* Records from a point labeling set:
#####

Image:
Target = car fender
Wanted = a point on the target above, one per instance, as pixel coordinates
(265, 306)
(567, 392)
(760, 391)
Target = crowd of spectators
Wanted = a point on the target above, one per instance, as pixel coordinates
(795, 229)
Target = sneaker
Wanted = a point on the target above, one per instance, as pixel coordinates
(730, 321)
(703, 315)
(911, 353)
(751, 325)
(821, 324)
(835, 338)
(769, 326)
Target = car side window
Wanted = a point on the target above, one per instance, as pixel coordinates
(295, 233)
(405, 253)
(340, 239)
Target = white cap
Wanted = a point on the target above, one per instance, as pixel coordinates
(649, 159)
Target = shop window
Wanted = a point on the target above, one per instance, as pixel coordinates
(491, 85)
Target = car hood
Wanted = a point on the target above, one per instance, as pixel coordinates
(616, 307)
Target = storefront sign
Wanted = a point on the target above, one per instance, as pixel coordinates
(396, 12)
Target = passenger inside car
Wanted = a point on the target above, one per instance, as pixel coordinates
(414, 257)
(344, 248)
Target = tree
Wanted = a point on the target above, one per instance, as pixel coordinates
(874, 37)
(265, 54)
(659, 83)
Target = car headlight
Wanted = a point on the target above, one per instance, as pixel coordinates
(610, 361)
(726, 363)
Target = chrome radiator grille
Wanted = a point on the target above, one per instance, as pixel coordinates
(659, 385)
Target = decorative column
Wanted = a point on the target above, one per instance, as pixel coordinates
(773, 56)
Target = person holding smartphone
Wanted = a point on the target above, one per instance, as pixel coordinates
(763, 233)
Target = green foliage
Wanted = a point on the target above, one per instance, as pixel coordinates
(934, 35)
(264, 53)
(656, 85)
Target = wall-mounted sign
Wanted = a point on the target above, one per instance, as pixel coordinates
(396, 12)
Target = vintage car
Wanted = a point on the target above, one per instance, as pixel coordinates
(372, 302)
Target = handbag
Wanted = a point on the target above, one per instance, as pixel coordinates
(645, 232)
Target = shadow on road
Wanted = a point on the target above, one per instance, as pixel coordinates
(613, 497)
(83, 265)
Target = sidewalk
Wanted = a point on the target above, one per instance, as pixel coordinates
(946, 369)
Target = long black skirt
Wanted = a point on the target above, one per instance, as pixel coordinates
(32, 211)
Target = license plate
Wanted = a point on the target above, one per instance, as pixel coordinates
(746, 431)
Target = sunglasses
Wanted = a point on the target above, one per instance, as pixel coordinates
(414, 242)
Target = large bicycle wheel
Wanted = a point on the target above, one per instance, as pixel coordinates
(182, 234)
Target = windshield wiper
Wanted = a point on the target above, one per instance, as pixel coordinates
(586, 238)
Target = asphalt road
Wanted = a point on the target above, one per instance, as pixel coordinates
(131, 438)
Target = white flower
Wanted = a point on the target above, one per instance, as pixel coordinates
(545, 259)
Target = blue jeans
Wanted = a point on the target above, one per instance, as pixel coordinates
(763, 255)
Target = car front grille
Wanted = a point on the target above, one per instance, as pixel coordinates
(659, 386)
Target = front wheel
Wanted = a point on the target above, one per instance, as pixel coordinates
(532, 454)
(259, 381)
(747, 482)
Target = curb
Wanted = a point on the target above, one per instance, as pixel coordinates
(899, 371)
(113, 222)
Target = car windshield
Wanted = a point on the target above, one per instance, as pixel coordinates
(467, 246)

#####

The entries above must be returned in full, exactly as shown.

Image:
Target = car fender
Wanted = a point on the target above, one per instance, as pixel coordinates
(265, 306)
(567, 392)
(760, 391)
Target = crowd of spectators
Wanted = a point on the target above, one per instance, as pixel coordinates
(795, 229)
Target = sneaker
Wanted = a point on the target above, one per instance, as pixel coordinates
(730, 321)
(703, 315)
(911, 353)
(751, 325)
(821, 324)
(835, 338)
(769, 326)
Target = car side window
Wanted = a point on the target above, one per instance, as pixel coordinates
(295, 233)
(405, 253)
(340, 239)
Target = white cap
Wanted = a point on the target above, one per instance, as pixel coordinates
(649, 159)
Target = shop window
Wanted = a point on the target above, one per instance, as pixel coordinates
(491, 85)
Target = car hood
Wanted = a point on the target above, one per instance, as pixel coordinates
(616, 307)
Target = storefront sign
Wanted = a point on the target above, one per instance, as pixel coordinates
(396, 12)
Target = passenger inside car
Wanted = a point on the target above, one per instance, as pixel coordinates
(414, 257)
(344, 248)
Target = tree
Wanted = a point on the target above, one per instance, as pixel coordinates
(874, 37)
(265, 54)
(659, 83)
Target = car headlight
Wanted = a point on the target above, one per instance, as pixel coordinates
(610, 361)
(726, 363)
Target = chrome radiator grille
Wanted = a point on the target above, one per instance, as pixel coordinates
(659, 385)
Target = decorative column
Wanted = a point on the target above, one per instance, as pixel coordinates
(773, 56)
Target = person holding smartphone
Wanted = a point on the target above, one per instance, as pixel coordinates
(763, 233)
Target = green foliage
Wanted = a point on the target above, one per instance, as pixel coordinates
(934, 35)
(264, 53)
(656, 85)
Target = wall-mounted sign
Wanted = a point on the target above, one per instance, as pixel coordinates
(396, 12)
Target = vintage car
Wanted = a point on the target above, one per instance, as pixel coordinates
(372, 302)
Target = handbag
Wanted = a point on the target above, one per instance, as pixel coordinates
(645, 232)
Target = shadow on road
Wanted = a point on the target above, one per instance, as pixel coordinates
(613, 497)
(83, 265)
Target = sidewalk
Wanted = a point on the target above, one per instance, as pixel coordinates
(946, 369)
Target = long black skirt
Wanted = a point on the target above, one per instance, as pixel coordinates
(32, 211)
Target = license plate
Wanted = a point on the target above, one per instance, as pixel coordinates
(746, 431)
Target = sunglasses
Wanted = a point on the target above, one per instance, as pixel coordinates
(414, 242)
Target = large bicycle wheel
Wanted = a point on the target above, one per instance, as pixel coordinates
(182, 234)
Target = windshield wiper
Wanted = a point on the target above, one per instance, as pixel coordinates
(586, 238)
Target = asphalt road
Wanted = a point on the target above, one per instance, as pixel coordinates
(131, 438)
Target = white flower
Wanted = a point on the target above, one per instance, as pixel coordinates
(545, 259)
Target = blue jeans
Wanted = a point on the target above, one per instance, as pixel coordinates
(763, 255)
Target = car front grille
Wanted = a point on the target above, one per instance, as pixel coordinates
(659, 386)
Target = front wheel
Wanted = a point on the target above, one per instance, as pixel coordinates
(532, 454)
(259, 381)
(747, 482)
Target = curb
Wanted = a point on the target above, one per instance, as pixel coordinates
(899, 371)
(113, 222)
Target = car windshield
Wanted = a point on the target above, one per instance, as pixel coordinates
(467, 246)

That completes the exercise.